> [WORK ORDER]
Go through the entries and set each one down exactly.

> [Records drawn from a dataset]
########################################

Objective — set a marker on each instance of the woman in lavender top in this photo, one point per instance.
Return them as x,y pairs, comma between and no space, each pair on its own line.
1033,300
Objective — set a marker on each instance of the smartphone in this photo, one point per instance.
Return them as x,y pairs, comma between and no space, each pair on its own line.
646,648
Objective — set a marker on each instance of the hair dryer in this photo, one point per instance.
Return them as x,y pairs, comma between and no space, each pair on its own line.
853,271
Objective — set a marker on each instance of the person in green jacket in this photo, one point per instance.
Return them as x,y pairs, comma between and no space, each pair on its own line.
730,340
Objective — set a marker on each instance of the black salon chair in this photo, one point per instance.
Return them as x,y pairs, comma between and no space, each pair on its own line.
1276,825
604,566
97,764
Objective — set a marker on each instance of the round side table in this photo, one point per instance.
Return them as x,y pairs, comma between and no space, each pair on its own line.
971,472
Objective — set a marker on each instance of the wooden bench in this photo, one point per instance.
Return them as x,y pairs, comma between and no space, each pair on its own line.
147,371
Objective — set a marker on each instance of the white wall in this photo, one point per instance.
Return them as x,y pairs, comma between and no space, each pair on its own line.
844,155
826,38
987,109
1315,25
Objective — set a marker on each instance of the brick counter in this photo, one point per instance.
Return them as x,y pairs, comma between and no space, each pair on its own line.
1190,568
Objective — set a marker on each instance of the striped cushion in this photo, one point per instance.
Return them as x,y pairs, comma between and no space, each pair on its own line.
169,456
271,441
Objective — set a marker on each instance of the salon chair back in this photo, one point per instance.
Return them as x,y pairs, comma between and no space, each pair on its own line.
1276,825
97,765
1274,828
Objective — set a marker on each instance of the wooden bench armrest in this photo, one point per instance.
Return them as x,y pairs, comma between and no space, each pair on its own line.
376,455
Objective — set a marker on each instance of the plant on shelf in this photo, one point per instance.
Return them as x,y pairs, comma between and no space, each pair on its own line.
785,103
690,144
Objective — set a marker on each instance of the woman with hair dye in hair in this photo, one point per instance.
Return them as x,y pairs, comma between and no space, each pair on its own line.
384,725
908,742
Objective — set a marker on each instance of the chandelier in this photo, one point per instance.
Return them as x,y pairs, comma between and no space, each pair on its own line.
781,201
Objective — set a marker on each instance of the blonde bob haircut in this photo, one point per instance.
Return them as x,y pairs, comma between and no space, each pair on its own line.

########################################

> [RESULT OF THIS EXERCISE]
Objective — set a marker on each instance of the woman in lavender top in this photo, one point per instance.
Return them as x,y pairs, comma between and no space, each pair on its own line.
1033,300
Objective — set a marker on each instance of the smartphone in this photo, one point per instance.
Return them as x,y pairs, comma between and no space, each pair on its own line.
646,648
Objective — set a marker on each instance of the hair dryer in this photo, one point per instance.
Return them as x,y pairs, comma between and no space, each pair on its own line.
853,271
Objective — set a marker on each instance of the person in green jacket in this photo, one point per instance.
Return them as x,y pairs, comma between and no space, each pair on its own line.
730,340
Objective — set a marker on each instance of the black salon chair in this photo, one point per instance.
Return them as x,y pairs, comma between and no space, each pair on its own line.
1276,825
604,566
97,764
Objective — set a marker on each instance of the round side table in this photo, one point per instance.
Return them as x,y pairs, comma between and no space, each pair on its own line.
971,472
Objective — set a marker on each instance of the wooden bench in this photo, one point per instance.
Return them as x,y pairs, comma between and no space, each pair on its own line.
147,371
Objective — set a marker on each instance of the white wall in this photo, one point per instance.
Return them as x,y pairs, comma between and no space, each pair on its own line.
844,155
826,38
987,109
1315,25
Objective — set a marker on each instance of the brick counter in this photo, one point per instance.
Return them as x,y pairs, comma between and no space, each pair on its own line.
1190,568
Objective — set a marker on each instance of the striped cushion in this photo, one point per instance.
Return them as x,y pairs, comma between and no space, each pair on its own line.
169,456
271,441
Objective — set a marker on each instance of the salon chair back in this photo, one point per instance.
Return them as x,y pairs, comma between and no space, each pair on its own line.
1276,825
97,765
1274,828
Objective — set a marker on each instance of the wooden bench armrest in this photo, one point per instance.
Return them as x,y pairs, comma between and no space, each pair on its own line.
376,455
Objective — set a marker on each instance of the plant on shelf in this photo, one point per instance.
Return them as x,y pairs, comma between and no space, each pair on its own line.
785,103
690,144
Objective — set a marker on each instance of the woman with hair dye in hair in this photo, one point per instance.
Return them as x,y pairs, comma between and no space, each pair on its own line.
384,725
908,742
Objective — set a marker on each instance of the chandelier in this photo, one point per instance.
Return them as x,y pairs, comma between and no space, each pair on its own line.
781,201
Objective — set a marker on each instance of the blonde bob haircut in this photo, one point per instance.
Return them as x,y pairs, comma between and no space, each pair on its own line.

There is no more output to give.